--- INFORMATION SHOWN Enclosed Below ---

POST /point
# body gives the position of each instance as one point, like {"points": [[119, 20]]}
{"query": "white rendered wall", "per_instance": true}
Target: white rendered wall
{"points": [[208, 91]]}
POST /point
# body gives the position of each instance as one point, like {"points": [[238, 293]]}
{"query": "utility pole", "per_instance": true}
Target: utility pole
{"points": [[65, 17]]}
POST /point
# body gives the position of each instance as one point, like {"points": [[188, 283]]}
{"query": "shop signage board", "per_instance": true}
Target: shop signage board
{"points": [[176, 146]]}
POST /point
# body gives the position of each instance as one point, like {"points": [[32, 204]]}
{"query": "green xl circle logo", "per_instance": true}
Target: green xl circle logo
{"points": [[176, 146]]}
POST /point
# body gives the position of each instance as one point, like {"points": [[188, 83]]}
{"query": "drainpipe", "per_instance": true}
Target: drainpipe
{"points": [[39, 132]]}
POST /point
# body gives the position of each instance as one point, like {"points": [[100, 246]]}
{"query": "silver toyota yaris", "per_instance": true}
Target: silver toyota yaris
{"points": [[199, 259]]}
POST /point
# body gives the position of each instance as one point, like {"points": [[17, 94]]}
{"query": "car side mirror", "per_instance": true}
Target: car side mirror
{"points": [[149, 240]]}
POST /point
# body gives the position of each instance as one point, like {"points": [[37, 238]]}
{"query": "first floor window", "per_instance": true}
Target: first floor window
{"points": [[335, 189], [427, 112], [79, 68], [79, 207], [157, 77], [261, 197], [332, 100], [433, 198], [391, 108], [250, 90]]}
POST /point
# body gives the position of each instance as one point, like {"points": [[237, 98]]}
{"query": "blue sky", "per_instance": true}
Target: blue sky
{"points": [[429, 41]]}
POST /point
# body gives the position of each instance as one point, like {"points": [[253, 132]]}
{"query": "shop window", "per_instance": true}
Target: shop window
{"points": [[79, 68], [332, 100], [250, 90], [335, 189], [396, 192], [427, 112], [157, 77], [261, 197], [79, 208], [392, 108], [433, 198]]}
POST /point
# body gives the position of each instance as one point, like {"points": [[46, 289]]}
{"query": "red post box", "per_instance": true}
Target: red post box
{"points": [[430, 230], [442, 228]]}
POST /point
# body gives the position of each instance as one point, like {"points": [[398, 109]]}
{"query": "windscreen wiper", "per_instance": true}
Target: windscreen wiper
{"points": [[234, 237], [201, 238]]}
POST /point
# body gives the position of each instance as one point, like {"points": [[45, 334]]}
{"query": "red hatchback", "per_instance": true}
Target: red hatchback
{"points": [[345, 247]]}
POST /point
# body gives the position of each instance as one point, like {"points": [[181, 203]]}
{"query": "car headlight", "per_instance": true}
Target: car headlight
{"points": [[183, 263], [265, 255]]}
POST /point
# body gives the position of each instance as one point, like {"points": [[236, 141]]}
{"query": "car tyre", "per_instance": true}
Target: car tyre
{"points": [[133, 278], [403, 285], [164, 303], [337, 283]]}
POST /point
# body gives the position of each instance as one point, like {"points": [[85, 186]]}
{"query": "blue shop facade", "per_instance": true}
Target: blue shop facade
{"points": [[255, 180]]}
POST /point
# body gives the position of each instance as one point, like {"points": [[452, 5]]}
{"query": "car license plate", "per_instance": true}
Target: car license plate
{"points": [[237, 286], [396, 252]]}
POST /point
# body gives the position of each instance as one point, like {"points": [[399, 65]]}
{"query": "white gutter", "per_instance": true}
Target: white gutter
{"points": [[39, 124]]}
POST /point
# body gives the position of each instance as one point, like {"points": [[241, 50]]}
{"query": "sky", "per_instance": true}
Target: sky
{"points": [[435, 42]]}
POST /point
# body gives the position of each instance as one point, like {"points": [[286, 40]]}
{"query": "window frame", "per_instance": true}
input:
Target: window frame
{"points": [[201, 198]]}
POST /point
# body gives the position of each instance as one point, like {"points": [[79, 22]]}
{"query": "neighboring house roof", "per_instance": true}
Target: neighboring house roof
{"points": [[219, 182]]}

--- End of Enclosed INFORMATION SHOWN ---

DIRECTIONS => Recreate the listing exactly, so that each entry reads as before.

WRITTEN ANSWER =>
POST /point
# body gives the position of each instance as one point, like {"points": [[119, 20]]}
{"query": "white rendered wall", "per_instance": true}
Target: white rendered wall
{"points": [[208, 91]]}
POST /point
# body gives the position of each instance as one point, like {"points": [[238, 293]]}
{"query": "utility pole", "per_instance": true}
Target: utility pole
{"points": [[65, 17]]}
POST /point
# body gives the position of each instance as one point, like {"points": [[188, 283]]}
{"query": "shop signage board", "per_instance": true}
Target: shop signage board
{"points": [[176, 146]]}
POST /point
# body gives the position of each instance as one point, like {"points": [[32, 204]]}
{"query": "green xl circle logo", "per_instance": true}
Target: green xl circle logo
{"points": [[176, 146]]}
POST /point
# body gives the position of each instance as one point, like {"points": [[188, 83]]}
{"query": "drainpipe", "per_instance": true}
Target: drainpipe
{"points": [[39, 132]]}
POST /point
# body gives the position of each instance as one point, like {"points": [[100, 246]]}
{"query": "silver toyota yaris", "per_instance": true}
Target: silver toyota yaris
{"points": [[199, 259]]}
POST /point
# body gives the position of each instance as one point, like {"points": [[17, 94]]}
{"query": "car side mirror", "per_instance": true}
Target: car side mirror
{"points": [[149, 240]]}
POST /point
# body gives the position of each instance as one point, like {"points": [[37, 238]]}
{"query": "first floor window", "per_instance": true}
Target: first floor window
{"points": [[335, 189], [427, 112], [79, 68], [79, 207], [157, 77], [261, 197], [332, 100], [433, 198], [391, 108], [250, 90]]}
POST /point
# body gives the position of each instance as one point, like {"points": [[237, 98]]}
{"query": "blue sky", "per_instance": true}
Target: blue sky
{"points": [[429, 41]]}
POST /point
# body gives the position of each instance as one point, like {"points": [[253, 132]]}
{"query": "shop window", "per_instance": true}
Target: shop window
{"points": [[79, 68], [332, 100], [250, 90], [335, 189], [396, 192], [427, 112], [157, 77], [261, 197], [79, 208], [392, 108], [433, 198]]}
POST /point
# body gives the position of each instance as one point, like {"points": [[46, 289]]}
{"query": "red post box", "per_instance": true}
Target: red post box
{"points": [[430, 230], [442, 228]]}
POST /point
# body gives the position of each instance as one point, like {"points": [[398, 109]]}
{"query": "windscreen wiper", "per_instance": true}
Target: windscreen wiper
{"points": [[234, 237], [201, 238]]}
POST /point
# body gives the position of each instance as one point, like {"points": [[45, 334]]}
{"query": "red hatchback", "per_instance": true}
Target: red hatchback
{"points": [[345, 247]]}
POST /point
# body gives the position of each instance as one point, like {"points": [[181, 203]]}
{"query": "car headlight", "per_instance": true}
Target: car headlight
{"points": [[183, 263], [265, 255]]}
POST /point
# body gives the position of each instance as one point, like {"points": [[236, 141]]}
{"query": "car tyre", "per_instance": true}
Target: car tyre
{"points": [[133, 278], [403, 285], [164, 303], [337, 283]]}
POST /point
# body gives the position of each instance as one point, like {"points": [[85, 186]]}
{"query": "blue shop facade", "per_instance": true}
Target: blue shop facade
{"points": [[255, 180]]}
POST /point
# body gives the position of each instance as one point, like {"points": [[452, 5]]}
{"query": "car license plate", "per_instance": true}
Target: car license plate
{"points": [[237, 286], [396, 252]]}
POST /point
# body gives the position of each instance as one point, like {"points": [[399, 65]]}
{"query": "white gutter", "per_instance": true}
Target: white gutter
{"points": [[39, 124]]}
POST /point
# body gives the position of each instance as one point, like {"points": [[241, 50]]}
{"query": "sky", "per_instance": true}
Target: sky
{"points": [[435, 42]]}
POST /point
# body gives the position of each instance as one point, like {"points": [[286, 40]]}
{"query": "window frame", "per_instance": true}
input:
Target: window frame
{"points": [[201, 198]]}
POST /point
# body gives the position of each instance as one point, like {"points": [[79, 22]]}
{"query": "neighboring house roof", "per_instance": true}
Target: neighboring house roof
{"points": [[219, 182]]}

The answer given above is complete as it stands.